— Request A —
Print the drilling program passage below word for word, starting with "The Company's 2015" and going on through "activity around year-end.".

The Company's 2015 drilling program is primarily focused on its Eagle Ford shale and Bakken/Three Forks plays. Third quarter of 2015 capital expenditures were $277 million, down approximately 18% from the second quarter of 2015, as the Company reduced its drilling activity from nine rigs at the end of the second quarter to seven rigs currently. The Company's seven active operated rigs include four in the Eagle Ford, two in the Bakken/Three Forks and one in the Powder River Basin. At year-end, the Company anticipates releasing one rig from its Eagle Ford program and adding one rig in the Permian Basin. The Company is currently deferring most completions in both its Eagle Ford and Bakken/Three Forks programs and plans to increase completion activity around year-end.





Eagle Ford
Third quarter of 2015 net production averaged 134.5 BOE/d, including both operated and non-operated wells. Daily production increased 31% from the third quarter of 2014 and increased 3% sequentially from the second quarter of 2015, despite an 11% sequential decline in non-operated production from the area.

— Request B —
List every line of the records below that contains the string "ground".

— Task input —
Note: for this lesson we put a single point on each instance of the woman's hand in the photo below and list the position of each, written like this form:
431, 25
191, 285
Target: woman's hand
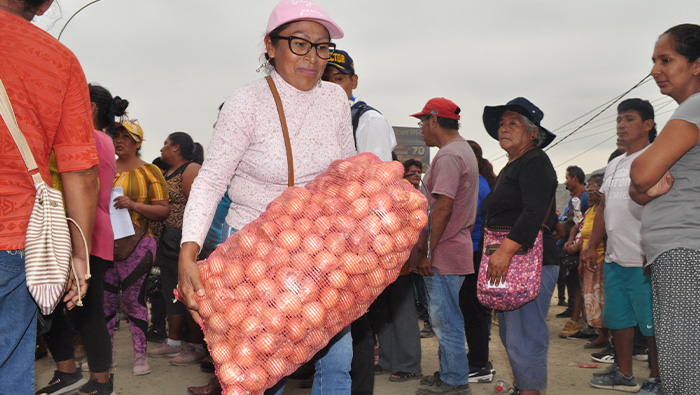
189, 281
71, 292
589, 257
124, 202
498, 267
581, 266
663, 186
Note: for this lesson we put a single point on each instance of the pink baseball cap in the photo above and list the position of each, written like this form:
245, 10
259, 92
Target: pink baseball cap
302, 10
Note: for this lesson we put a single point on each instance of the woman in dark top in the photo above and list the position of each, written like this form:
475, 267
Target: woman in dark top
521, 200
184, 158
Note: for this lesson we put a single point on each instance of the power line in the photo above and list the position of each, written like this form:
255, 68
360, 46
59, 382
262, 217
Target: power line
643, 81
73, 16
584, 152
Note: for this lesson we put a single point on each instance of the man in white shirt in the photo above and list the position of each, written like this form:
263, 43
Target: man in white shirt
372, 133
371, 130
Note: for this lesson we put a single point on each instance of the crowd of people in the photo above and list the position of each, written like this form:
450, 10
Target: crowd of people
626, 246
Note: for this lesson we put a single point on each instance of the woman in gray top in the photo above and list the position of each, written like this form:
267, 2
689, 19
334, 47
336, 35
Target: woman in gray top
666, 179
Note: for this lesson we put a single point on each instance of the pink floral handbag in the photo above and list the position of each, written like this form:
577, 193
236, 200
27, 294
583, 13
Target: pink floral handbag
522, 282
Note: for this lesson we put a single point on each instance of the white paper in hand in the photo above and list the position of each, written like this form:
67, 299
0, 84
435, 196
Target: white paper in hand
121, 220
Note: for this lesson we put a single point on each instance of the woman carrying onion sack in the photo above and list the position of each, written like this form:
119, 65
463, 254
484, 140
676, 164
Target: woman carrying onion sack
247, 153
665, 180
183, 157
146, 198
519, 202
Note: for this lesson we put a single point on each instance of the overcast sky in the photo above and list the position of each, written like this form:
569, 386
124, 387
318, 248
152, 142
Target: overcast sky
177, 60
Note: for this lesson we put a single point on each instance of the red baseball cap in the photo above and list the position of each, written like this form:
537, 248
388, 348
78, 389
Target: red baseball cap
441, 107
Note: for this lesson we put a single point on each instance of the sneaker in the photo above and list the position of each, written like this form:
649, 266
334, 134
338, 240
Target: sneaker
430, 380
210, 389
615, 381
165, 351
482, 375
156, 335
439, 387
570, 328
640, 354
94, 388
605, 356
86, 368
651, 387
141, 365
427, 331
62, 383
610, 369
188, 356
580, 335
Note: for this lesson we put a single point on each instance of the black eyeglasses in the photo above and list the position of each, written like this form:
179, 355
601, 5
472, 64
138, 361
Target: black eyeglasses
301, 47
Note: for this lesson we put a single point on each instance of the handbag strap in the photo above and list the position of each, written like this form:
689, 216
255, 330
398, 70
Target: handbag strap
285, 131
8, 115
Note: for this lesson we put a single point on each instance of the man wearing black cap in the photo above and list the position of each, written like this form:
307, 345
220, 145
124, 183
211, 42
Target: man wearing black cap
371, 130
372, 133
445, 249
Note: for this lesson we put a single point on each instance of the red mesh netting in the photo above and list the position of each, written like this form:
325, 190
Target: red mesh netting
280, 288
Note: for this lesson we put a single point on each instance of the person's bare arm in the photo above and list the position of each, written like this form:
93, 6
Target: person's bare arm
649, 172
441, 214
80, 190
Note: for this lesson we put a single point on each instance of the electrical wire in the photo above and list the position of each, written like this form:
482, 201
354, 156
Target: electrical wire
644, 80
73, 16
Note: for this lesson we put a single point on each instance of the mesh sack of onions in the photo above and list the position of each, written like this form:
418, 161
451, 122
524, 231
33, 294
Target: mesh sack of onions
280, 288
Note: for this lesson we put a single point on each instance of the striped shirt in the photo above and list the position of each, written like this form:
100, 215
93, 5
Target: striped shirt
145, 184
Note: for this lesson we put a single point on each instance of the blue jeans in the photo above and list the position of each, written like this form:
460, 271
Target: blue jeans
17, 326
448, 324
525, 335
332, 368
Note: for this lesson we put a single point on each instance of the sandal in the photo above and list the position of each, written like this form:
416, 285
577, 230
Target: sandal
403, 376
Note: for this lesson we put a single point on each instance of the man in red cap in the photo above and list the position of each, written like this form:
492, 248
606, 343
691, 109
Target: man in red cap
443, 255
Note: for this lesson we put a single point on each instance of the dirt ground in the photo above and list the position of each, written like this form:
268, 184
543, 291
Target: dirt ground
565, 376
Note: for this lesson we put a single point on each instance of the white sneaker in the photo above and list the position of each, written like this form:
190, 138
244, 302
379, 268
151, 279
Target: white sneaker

— Written answer A —
The Company's 2015 drilling program is primarily focused on its Eagle Ford shale and Bakken/Three Forks plays. Third quarter of 2015 capital expenditures were $277 million, down approximately 18% from the second quarter of 2015, as the Company reduced its drilling activity from nine rigs at the end of the second quarter to seven rigs currently. The Company's seven active operated rigs include four in the Eagle Ford, two in the Bakken/Three Forks and one in the Powder River Basin. At year-end, the Company anticipates releasing one rig from its Eagle Ford program and adding one rig in the Permian Basin. The Company is currently deferring most completions in both its Eagle Ford and Bakken/Three Forks programs and plans to increase completion activity around year-end.

— Written answer B —
Note: for this lesson we put a single point on each instance of the dirt ground in the photo above and list the position of each, written like this form:
Target: dirt ground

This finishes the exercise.